## ACTIVITY
Exactly as shown below, retype every line of the data.

## RECORDS TO USE
▬▬▬

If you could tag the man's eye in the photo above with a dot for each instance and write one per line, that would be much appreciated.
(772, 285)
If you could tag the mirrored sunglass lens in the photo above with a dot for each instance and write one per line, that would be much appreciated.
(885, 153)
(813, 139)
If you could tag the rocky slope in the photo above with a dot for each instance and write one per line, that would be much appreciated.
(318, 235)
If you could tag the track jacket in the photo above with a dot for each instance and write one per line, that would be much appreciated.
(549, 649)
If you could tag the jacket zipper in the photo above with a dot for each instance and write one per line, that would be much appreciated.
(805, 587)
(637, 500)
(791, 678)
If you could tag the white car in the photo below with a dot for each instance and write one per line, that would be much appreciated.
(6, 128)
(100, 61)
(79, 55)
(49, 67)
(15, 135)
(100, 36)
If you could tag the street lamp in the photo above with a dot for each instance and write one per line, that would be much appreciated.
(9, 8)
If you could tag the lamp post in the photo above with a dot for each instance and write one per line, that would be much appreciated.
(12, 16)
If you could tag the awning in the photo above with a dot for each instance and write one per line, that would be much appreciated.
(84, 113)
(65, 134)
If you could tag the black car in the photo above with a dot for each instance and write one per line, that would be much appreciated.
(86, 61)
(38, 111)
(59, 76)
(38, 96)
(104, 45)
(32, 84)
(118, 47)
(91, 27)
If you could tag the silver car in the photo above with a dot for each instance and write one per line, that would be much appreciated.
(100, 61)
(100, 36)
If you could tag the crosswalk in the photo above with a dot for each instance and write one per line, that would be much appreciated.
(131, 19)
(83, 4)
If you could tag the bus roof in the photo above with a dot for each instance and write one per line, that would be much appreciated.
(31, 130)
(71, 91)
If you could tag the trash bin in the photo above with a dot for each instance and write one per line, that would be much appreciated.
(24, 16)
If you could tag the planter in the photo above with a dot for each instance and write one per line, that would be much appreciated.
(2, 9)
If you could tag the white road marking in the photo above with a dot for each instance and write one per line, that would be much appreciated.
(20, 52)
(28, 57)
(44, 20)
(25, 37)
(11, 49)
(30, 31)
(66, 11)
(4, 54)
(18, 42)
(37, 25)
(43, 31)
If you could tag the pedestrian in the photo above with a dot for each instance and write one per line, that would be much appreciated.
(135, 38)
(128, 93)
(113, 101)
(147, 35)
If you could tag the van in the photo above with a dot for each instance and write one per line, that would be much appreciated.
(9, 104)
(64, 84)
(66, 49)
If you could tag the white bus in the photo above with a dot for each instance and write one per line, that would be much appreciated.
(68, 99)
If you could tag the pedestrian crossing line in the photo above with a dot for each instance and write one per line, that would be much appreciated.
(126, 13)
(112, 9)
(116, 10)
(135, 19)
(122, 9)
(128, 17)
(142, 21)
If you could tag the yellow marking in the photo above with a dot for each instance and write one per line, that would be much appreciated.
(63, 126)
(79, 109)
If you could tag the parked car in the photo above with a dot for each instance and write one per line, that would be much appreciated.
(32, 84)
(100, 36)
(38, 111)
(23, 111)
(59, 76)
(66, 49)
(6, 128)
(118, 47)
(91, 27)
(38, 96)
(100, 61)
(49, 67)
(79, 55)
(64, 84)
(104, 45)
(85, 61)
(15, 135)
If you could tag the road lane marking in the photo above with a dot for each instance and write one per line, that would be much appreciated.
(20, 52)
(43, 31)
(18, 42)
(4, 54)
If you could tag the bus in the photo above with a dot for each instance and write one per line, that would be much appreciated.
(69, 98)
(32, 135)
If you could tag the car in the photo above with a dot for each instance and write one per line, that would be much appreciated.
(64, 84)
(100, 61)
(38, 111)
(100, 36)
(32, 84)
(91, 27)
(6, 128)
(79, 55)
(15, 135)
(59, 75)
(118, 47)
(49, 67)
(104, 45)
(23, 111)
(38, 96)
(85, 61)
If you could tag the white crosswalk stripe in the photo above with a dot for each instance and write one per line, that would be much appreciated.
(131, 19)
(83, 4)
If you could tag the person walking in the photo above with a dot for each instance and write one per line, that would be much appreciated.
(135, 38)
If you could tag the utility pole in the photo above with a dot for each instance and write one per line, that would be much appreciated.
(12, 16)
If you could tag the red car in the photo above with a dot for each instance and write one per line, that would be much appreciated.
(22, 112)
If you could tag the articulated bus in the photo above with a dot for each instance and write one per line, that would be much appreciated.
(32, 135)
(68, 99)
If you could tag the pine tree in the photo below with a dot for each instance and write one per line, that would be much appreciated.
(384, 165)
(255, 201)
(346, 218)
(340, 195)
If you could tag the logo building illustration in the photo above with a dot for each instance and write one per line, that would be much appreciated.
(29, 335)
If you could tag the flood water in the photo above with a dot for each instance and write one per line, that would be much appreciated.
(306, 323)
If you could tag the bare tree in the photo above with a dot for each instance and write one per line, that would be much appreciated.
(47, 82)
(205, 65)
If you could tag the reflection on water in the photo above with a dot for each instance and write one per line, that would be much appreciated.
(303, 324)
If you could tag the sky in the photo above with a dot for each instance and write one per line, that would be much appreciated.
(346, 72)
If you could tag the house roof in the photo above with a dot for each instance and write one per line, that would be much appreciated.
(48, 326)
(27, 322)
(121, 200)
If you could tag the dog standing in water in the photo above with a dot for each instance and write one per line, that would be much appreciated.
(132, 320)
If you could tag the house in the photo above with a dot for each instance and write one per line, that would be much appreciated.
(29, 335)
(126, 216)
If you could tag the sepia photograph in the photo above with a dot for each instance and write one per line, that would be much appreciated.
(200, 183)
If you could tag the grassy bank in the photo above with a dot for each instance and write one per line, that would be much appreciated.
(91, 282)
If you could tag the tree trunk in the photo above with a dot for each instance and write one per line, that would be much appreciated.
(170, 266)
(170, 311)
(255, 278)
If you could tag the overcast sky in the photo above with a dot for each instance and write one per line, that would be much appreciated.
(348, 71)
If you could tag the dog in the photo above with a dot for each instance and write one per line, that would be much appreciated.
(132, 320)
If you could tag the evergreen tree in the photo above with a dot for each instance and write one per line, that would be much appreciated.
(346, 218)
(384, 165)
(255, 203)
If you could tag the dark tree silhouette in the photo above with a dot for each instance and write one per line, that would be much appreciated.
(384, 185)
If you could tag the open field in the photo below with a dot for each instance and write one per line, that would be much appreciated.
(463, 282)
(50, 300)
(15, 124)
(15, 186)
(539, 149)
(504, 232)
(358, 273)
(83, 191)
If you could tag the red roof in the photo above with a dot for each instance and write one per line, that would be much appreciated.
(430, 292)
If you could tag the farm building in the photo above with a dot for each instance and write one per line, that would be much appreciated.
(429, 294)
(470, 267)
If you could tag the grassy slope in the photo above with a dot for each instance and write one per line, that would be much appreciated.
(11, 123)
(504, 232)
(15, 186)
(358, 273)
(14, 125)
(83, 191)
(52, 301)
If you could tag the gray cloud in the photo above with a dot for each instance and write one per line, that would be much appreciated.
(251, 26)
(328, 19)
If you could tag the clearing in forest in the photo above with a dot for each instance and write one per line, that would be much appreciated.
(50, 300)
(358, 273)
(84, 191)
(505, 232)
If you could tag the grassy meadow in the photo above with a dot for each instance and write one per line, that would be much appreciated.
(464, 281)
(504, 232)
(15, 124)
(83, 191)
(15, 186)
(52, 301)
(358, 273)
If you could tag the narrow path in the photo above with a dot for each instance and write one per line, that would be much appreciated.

▬▬▬

## WRITTEN ANSWER
If you could tag the man's eye in the photo above with a dot for each instance and write one per line, that would be much appreciated.
(772, 285)
If you could tag the mirrored sunglass lens in the photo above with a dot for each instance and write one per line, that would be much appreciated.
(885, 153)
(813, 139)
If you could tag the rocky slope in the photo above with a dot for each instance and write one per line, that would be much appreciated.
(318, 235)
If you could tag the track jacket in the photo above with a dot for each instance and write one per line, that would be much appreciated.
(549, 649)
If you could tag the jacket zipper in the photo above with a dot for each instance and write one per line, that would be much appreciated.
(805, 587)
(637, 500)
(791, 678)
If you could tag the white car in the photo below with a dot for each instance and write one per line, that would be much appreciated.
(6, 128)
(100, 61)
(79, 55)
(49, 67)
(15, 135)
(100, 36)
If you could tag the street lamp in the photo above with a dot for each instance and write one per line, that would be much appreciated.
(9, 8)
If you could tag the lamp post in the photo above with a dot for each instance and write one per line, that would be much appreciated.
(12, 16)
If you could tag the awning in the photo above with a dot for each instance and write one per line, that would be much appreciated.
(84, 113)
(65, 134)
If you could tag the black car in the photo above with a dot for each instance and write one per line, that would be much appreciated.
(86, 61)
(38, 111)
(59, 76)
(38, 96)
(104, 45)
(32, 84)
(118, 47)
(91, 27)
If you could tag the silver car in the photo above with a dot for each instance and write one per line, that would be much appreciated.
(100, 61)
(100, 36)
If you could tag the crosswalk in the photo above with a dot for each instance and write one per line, that would be much appreciated.
(131, 19)
(83, 4)
If you could tag the bus roof in the photo above with a dot for each instance and write one per line, that would be much appreciated.
(31, 130)
(71, 91)
If you could tag the trash bin in the photo above with a dot for each instance and write one per line, that would be much appreciated.
(24, 16)
If you could tag the planter in the photo above with a dot for each instance and write one per line, that would be much appreciated.
(2, 9)
If you could tag the white road marking in the photo above with a dot for each instance and write one per line, that would be much appreciated.
(20, 52)
(28, 57)
(44, 20)
(25, 37)
(11, 49)
(30, 31)
(66, 11)
(4, 54)
(18, 42)
(37, 25)
(43, 31)
If you could tag the pedestrian in the photo above with a dot for each instance and write one per line, that would be much appreciated.
(135, 38)
(128, 93)
(113, 101)
(147, 35)
If you could tag the van in the photo above with a dot for each instance and write one per line, that would be much appreciated.
(9, 104)
(64, 84)
(66, 49)
If you could tag the white bus in the photo above with a dot for each instance and write one per line, that would be much appreciated.
(68, 99)
If you could tag the pedestrian crossing line in the photo above with a dot for each instance and write one per line, that would be much appreciated.
(126, 13)
(112, 9)
(116, 10)
(135, 19)
(122, 9)
(128, 17)
(142, 21)
If you could tag the yellow marking in the photo above with a dot for each instance and write one per line, that would be much appreciated.
(63, 126)
(79, 109)
If you could tag the parked car in the photo above with a dot for each instance and write one per line, that would be much appreciated.
(32, 84)
(100, 36)
(38, 111)
(23, 111)
(59, 76)
(66, 49)
(6, 128)
(118, 47)
(91, 27)
(38, 96)
(100, 61)
(49, 67)
(79, 55)
(64, 84)
(104, 45)
(85, 61)
(15, 135)
If you could tag the road lane marking in the photo above with a dot for each instance and write one per line, that would be much appreciated.
(20, 52)
(43, 31)
(18, 42)
(4, 54)
If you could tag the bus in the photo above with a dot for each instance and write one per line, that would be much appreciated.
(69, 98)
(32, 135)
If you could tag the car in the photo above with a dot for each instance and write one per line, that would be much appreciated.
(64, 84)
(100, 61)
(38, 111)
(100, 36)
(32, 84)
(91, 27)
(6, 128)
(79, 55)
(15, 135)
(59, 75)
(118, 47)
(49, 67)
(104, 45)
(23, 111)
(38, 96)
(85, 61)
If you could tag the white crosswalk stripe in the photo above with a dot for each instance and write one per line, that would be much appreciated.
(131, 19)
(83, 4)
If you could tag the person walking in the photo above with a dot for each instance and write one per line, that would be much appreciated.
(135, 38)
If you could tag the utility pole in the photo above with a dot for each instance and write one per line, that would be much appreciated.
(12, 16)
If you could tag the red car in the photo above with a dot for each instance and write one per line, that would be much appreciated.
(22, 112)
If you could tag the articulated bus in the photo above with a dot for each instance and write one per line, that would be much appreciated.
(32, 135)
(68, 99)
If you could tag the pine tree in the photo below with a dot for each instance and write one per line, that would be much appreciated.
(384, 165)
(255, 201)
(346, 218)
(340, 195)
If you could tag the logo building illustration in the photo above with a dot for each instance and write one per line, that would be much appreciated.
(29, 335)
If you could tag the flood water in the photo above with a dot for each instance and write one per line, that would be much appreciated.
(306, 323)
If you could tag the bare tree in the photo above with a dot for each instance and write one per line, that would be much appreciated.
(47, 82)
(205, 65)
If you could tag the reflection on water in the photo above with a dot for each instance and write one per line, that would be much appreciated.
(303, 324)
If you could tag the sky in the photo above with a dot for each instance and write one per line, that would be much appreciated.
(346, 72)
If you could tag the house roof in the photo above with a dot for each instance and write one per line, that would be much appreciated.
(48, 326)
(27, 322)
(121, 200)
If you could tag the dog standing in water in the photo above with a dot for each instance and write one per line, that would be much appreciated.
(132, 320)
If you could tag the house in the photo above with a dot for each instance and write one per line, that would be much appreciated.
(29, 335)
(126, 216)
If you could tag the sepia photograph in the photo above with a dot for each instance and write one per line, that would be much appreciated.
(200, 183)
If you could tag the grassy bank in the photo above with a dot for each instance and write one per line, that would be much appreciated.
(91, 282)
If you could tag the tree trunk in the photo above with a dot for each instance and write one per line, that would be much appreciated.
(170, 266)
(170, 311)
(255, 278)
If you could tag the overcast sky in the photo above with a dot for each instance and write one per line, that would be much appreciated.
(348, 71)
If you could tag the dog in the photo above with a dot for each instance and write one per line, that would be much appreciated.
(132, 320)
If you could tag the evergreen tree in the photo above with a dot for each instance and write one per line, that would be much appreciated.
(346, 218)
(384, 165)
(255, 203)
If you could tag the dark tree silhouette in the photo above with a dot for each instance and write one per line, that would be much appreciated.
(384, 185)
If you could tag the open field in the photo below with a dot for each instance and write one per line, that would be much appreciated.
(463, 282)
(50, 300)
(15, 124)
(15, 186)
(539, 149)
(504, 232)
(358, 273)
(83, 191)
If you could tag the red roof in the photo above with a dot for each instance and write one per line, that would be much appreciated.
(430, 292)
If you could tag the farm building in the photo above with a dot for each instance and write one per line, that would be much appreciated.
(429, 294)
(470, 267)
If you could tag the grassy slope in the photo above with a dot for each instance and write one per line, that would be much appreciated.
(11, 123)
(504, 232)
(15, 186)
(358, 273)
(14, 125)
(83, 191)
(52, 301)
If you could tag the gray cloud in the photo above with a dot for each instance and write one per line, that would be much appreciated.
(251, 26)
(328, 19)
If you could tag the clearing in forest in the photo above with a dot for each instance and write one per line, that would be much appreciated.
(50, 300)
(358, 273)
(84, 191)
(505, 232)
If you could tag the grassy meadow in the photo above with a dot for each instance and write one per line, that would be much appreciated.
(464, 281)
(504, 232)
(15, 124)
(83, 191)
(15, 186)
(52, 301)
(358, 273)
If you could tag the narrow path in the photo above with a dot for each instance and write one per line, that would be much appreciated.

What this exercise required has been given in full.